TEXTE À LIRE:
IDEAT : Le graphisme rappelle l’esthétique futuriste, un mouvement artistique du début du siècle dernier que vous affectionnez particulièrement. Comment êtes-vous passé du concept au design du motif ?
Raffaele Fabrizio : Umberto Boccioni et les constructivistes russes, qui se sont intéressés aux moyens de représenter la vitesse et le mouvement, nous ont paru appropriés. Le velours jacquard, très résistant et composé de coton et de lin, s’est également imposé, car il est pratique et porte aussi cette dualité.

IDEAT : A Love Supreme dégage la même sensation d’énergie saccadée. Les micros-brûlures qui brunissent le tissu apportent une profondeur et une texture assez inattendues. Quelles ont été vos inspirations ?
Raffaele Fabrizio : La technique est tirée des œuvres d’Alberto Burri, un artiste qui utilise la brûlure comme médium. La stylisation des mains représente le sentiment de liberté et de vitalité du jazz. L’idée était d’évoquer les syncopes [déplacement de l’accent normal d’un temps fort à un temps faible en jazz, Ndlr] de John Coltrane, et de son célèbre titre A Love Supreme. La question était “comment peut-on représenter le son ?”.

CONSIGNE 1: Reformulez en liste numérotée les lignes du listing, de sa toute première ligne jusqu'à celle qui contient « 3 372 L 556 », cette dernière incluse. Omettez les lignes vides.

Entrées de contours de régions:
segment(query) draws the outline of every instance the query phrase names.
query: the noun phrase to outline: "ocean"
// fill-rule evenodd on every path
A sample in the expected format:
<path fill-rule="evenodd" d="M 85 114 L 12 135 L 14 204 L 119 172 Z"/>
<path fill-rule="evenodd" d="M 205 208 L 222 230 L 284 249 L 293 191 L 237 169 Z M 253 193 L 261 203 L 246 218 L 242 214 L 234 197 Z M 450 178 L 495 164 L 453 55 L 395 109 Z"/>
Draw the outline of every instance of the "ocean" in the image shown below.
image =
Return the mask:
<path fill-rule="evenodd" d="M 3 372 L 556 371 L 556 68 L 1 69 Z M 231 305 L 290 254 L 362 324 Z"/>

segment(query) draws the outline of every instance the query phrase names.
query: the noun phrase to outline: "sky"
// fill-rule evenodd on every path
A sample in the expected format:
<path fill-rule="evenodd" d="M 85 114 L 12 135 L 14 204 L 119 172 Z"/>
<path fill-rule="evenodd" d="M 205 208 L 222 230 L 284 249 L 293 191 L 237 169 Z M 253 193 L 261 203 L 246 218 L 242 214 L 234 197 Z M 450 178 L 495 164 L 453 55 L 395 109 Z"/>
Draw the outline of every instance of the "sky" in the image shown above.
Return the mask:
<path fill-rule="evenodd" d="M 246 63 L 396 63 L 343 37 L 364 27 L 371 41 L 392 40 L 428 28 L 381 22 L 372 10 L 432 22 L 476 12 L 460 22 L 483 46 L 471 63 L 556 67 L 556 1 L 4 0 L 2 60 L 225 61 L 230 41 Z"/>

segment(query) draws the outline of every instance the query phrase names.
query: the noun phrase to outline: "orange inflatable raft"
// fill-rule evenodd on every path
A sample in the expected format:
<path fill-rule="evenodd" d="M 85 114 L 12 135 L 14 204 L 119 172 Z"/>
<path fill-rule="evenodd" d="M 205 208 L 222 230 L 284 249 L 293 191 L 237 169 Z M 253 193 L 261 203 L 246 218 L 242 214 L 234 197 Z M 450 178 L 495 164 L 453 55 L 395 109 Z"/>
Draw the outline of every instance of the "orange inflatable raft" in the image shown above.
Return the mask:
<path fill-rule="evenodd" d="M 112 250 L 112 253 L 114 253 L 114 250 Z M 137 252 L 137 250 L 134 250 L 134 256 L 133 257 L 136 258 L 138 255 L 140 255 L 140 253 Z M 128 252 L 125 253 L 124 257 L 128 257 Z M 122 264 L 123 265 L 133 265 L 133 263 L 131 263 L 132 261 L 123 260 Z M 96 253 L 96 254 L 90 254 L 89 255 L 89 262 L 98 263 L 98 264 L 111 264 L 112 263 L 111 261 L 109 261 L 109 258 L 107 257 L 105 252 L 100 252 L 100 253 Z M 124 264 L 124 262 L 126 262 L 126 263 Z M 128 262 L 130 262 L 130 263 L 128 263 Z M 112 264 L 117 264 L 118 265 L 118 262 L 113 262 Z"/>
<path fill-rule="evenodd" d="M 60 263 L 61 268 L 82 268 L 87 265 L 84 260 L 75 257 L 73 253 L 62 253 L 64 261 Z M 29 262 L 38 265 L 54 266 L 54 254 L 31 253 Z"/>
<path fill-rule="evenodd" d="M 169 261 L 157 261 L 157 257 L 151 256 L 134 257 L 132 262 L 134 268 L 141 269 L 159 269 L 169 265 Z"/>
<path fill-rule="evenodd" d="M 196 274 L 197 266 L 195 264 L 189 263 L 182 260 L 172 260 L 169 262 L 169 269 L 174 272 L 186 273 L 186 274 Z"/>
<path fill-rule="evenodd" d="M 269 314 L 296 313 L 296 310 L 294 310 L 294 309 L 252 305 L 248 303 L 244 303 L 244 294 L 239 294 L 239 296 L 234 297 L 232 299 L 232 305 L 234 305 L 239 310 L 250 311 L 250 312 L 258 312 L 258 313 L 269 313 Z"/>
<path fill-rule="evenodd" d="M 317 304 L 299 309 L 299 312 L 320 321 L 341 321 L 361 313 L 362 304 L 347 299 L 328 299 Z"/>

CONSIGNE 2: D'après l'entretien, de quelles fibres est composé le velours jacquard ?

CORRIGÉ 1:
1. segment(query) draws the outline of every instance the query phrase names.
2. query: the noun phrase to outline: "ocean"
3. // fill-rule evenodd on every path
4. A sample in the expected format:
5. <path fill-rule="evenodd" d="M 85 114 L 12 135 L 14 204 L 119 172 Z"/>
6. <path fill-rule="evenodd" d="M 205 208 L 222 230 L 284 249 L 293 191 L 237 169 Z M 253 193 L 261 203 L 246 218 L 242 214 L 234 197 Z M 450 178 L 495 164 L 453 55 L 395 109 Z"/>
7. Draw the outline of every instance of the "ocean" in the image shown below.
8. image =
9. Return the mask:
10. <path fill-rule="evenodd" d="M 3 372 L 556 371 L 556 68 L 1 69 Z M 231 305 L 290 254 L 362 324 Z"/>

CORRIGÉ 2: De coton et de lin.